**WHAT THE TASK REQUIRES:**
Line count for "point": give the number of lines in the records below that hold it, and nothing else.

**SUPPLIED MATERIAL:**
######
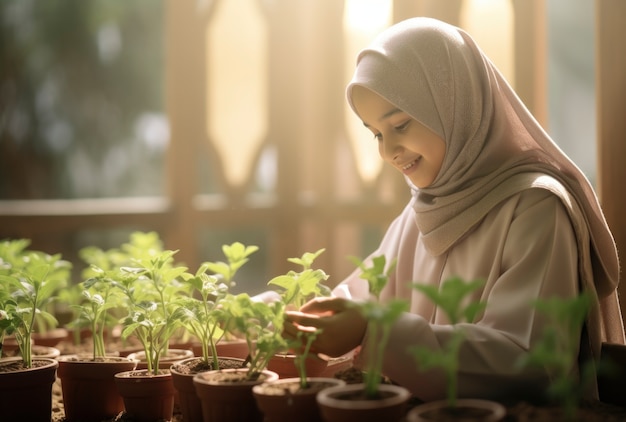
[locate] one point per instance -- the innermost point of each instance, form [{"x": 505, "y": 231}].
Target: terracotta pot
######
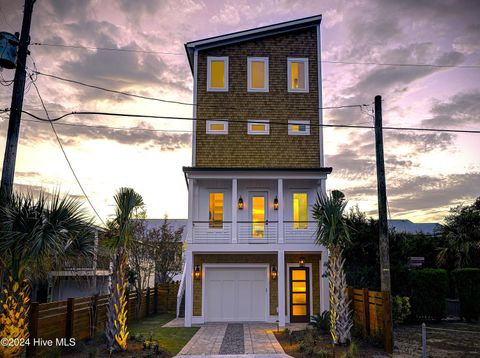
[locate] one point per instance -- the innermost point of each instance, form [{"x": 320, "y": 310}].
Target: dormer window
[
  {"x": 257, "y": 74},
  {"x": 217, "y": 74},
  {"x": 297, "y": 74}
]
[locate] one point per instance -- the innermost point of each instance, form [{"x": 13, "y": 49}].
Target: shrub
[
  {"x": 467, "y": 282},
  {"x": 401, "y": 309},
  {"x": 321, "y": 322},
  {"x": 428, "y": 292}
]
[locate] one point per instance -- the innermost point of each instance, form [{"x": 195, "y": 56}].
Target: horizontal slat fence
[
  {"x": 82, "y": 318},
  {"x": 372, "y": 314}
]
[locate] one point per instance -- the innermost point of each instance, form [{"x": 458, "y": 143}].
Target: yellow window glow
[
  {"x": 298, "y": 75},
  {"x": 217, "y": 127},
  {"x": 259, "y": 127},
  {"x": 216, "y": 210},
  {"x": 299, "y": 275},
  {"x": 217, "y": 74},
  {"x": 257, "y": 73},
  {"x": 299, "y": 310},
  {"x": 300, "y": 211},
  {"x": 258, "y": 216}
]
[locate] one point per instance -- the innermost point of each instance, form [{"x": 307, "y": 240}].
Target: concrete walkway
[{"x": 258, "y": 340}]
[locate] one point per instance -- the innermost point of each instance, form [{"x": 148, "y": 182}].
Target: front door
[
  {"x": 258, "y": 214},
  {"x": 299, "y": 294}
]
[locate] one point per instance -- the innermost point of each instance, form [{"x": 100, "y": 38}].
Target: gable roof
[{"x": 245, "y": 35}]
######
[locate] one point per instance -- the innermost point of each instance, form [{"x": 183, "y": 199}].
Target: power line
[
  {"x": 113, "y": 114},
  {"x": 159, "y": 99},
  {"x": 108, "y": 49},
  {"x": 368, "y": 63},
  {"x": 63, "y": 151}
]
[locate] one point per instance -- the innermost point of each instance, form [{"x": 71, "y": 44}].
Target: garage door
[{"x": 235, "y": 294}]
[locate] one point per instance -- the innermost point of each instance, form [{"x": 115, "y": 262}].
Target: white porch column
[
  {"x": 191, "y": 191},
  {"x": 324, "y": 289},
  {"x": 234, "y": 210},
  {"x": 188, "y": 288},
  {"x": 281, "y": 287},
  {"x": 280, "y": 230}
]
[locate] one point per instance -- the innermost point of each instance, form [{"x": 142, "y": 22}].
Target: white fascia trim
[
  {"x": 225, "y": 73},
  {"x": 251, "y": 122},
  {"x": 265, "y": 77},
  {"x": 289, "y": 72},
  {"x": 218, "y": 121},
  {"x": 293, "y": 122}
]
######
**SOLUTION:**
12